Items from a data source:

====

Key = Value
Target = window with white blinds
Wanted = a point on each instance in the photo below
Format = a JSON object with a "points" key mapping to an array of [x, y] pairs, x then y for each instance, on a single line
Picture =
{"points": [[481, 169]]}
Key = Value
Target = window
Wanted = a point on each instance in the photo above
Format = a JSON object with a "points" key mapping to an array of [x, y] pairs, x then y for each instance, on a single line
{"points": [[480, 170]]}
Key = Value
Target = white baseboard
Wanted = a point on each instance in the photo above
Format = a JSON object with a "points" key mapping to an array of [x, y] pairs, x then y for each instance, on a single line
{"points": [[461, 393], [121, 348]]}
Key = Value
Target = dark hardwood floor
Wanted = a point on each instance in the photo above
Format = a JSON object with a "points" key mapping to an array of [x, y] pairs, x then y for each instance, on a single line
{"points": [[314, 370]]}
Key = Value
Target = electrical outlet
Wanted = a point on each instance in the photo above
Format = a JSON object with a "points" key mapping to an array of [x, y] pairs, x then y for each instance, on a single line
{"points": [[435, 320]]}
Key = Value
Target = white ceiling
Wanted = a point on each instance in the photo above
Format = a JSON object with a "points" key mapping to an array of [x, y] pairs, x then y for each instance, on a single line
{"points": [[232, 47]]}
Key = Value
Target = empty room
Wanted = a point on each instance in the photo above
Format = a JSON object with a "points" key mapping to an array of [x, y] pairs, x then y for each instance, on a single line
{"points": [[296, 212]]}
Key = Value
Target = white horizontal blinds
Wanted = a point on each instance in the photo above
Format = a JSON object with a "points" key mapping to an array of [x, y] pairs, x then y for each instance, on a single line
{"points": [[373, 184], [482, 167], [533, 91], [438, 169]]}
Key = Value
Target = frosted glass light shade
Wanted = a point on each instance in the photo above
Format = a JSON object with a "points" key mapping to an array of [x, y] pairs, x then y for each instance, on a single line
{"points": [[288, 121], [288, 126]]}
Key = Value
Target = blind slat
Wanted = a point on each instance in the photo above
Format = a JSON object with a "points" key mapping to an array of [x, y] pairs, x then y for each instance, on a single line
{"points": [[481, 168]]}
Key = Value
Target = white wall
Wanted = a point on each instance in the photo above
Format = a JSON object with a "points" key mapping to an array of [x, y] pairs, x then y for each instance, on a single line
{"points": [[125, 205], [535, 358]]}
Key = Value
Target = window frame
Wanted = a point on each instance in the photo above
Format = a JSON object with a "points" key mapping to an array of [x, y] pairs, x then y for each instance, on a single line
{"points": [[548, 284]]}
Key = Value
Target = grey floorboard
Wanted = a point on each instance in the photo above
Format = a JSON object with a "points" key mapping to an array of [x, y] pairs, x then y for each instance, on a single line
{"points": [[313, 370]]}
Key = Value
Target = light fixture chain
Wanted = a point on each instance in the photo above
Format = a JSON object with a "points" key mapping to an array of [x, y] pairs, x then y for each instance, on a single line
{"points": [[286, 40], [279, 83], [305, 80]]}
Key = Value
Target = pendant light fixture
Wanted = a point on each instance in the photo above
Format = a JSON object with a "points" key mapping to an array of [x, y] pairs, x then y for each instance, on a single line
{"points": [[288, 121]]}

====

▸ **TASK**
Copy all the records above exactly, missing none.

▸ **THE OUTPUT**
Key = Value
Target = window with white blinds
Wanted = a point on each instance in the photo below
Format = a JSON object with a "points" key mapping to an array of [x, y] pairs, x then y for each instance, on a single line
Picture =
{"points": [[481, 169]]}
Key = Value
Target = window
Wanted = a point on each instance in the photo above
Format = a JSON object with a "points" key mapping to an array of [x, y] pairs, x then y for each instance, on a single line
{"points": [[480, 170]]}
Key = Value
Target = white baseboard
Wanted = a point on each instance in the photo above
Format = a JSON object with a "points" key mapping to an array of [x, y] pairs, x then y for each instance, on a single line
{"points": [[461, 393], [121, 348]]}
Key = Value
Target = dark hardwood floor
Wanted = a point on each instance in the photo above
Format = a JSON object with a "points" key mapping to an array of [x, y] pairs, x then y for each instance, on a single line
{"points": [[314, 370]]}
Key = Value
Target = electrical outlet
Wanted = a point on each instance in the photo above
Format = a JSON object with a "points" key mapping to an array of [x, y] pairs, x then y for each instance, on a single line
{"points": [[435, 320]]}
Key = Value
Target = white ceiling
Wanted = a point on each instance in the photo above
Format = a JSON object with a "points" key mapping to an array of [x, y] pairs, x then y for each instance, on a single line
{"points": [[232, 47]]}
Key = Value
Target = empty room
Wanted = a point on each instance in the photo above
Format = a JSON object with a "points" key mapping to an array of [x, y] pairs, x then y for each instance, on a single line
{"points": [[296, 212]]}
Key = Value
Target = white horizontal blinds
Wanted = a point on each instance in the photo above
Format = a JSON object with a "points" key mapping to an array of [x, y] pairs, x then y for each instance, on a single line
{"points": [[373, 184], [482, 167], [533, 91], [438, 169]]}
Key = Value
Target = frosted glass light shade
Wanted = a point on each instance in the photo above
Format = a JSON object with a "points" key mapping to an array of [x, y] pairs, x then y for each instance, on a single line
{"points": [[288, 121], [288, 126]]}
Key = Value
Target = blind slat
Wanted = a point on each instance in the photo above
Format = a JSON object with a "points" key mapping to an array of [x, y] pairs, x then y for each instance, on a single line
{"points": [[481, 168]]}
Key = Value
Target = white wall
Wanted = a point on each instance in the photo above
Format = a JSON object with a "points" key mapping to an array of [x, y] pairs, x then y for each instance, on a single line
{"points": [[125, 205], [535, 358]]}
Key = Value
Target = window frame
Wanted = a point on each instance in the photo above
Format = a JSON object with a "points" key mapping to an array of [x, y] pairs, x then y for each instance, on a single line
{"points": [[548, 284]]}
Key = Value
Target = grey floorboard
Wanted = a point on each instance in the photo above
Format = a JSON object with a "points" key mapping to an array of [x, y] pairs, x then y for each instance, on a single line
{"points": [[313, 370]]}
Key = Value
Target = light fixture chain
Wanted = a point on each instance in the photo above
Format = a JSON object with a "points" key mapping to an array of [x, y] pairs, x then y for each instance, on a single line
{"points": [[286, 40], [279, 83], [305, 80]]}
Key = Value
Target = pendant light fixture
Wanted = a point on each instance in the photo above
Format = a JSON object with a "points" key mapping to an array of [x, y] pairs, x then y for each instance, on a single line
{"points": [[288, 121]]}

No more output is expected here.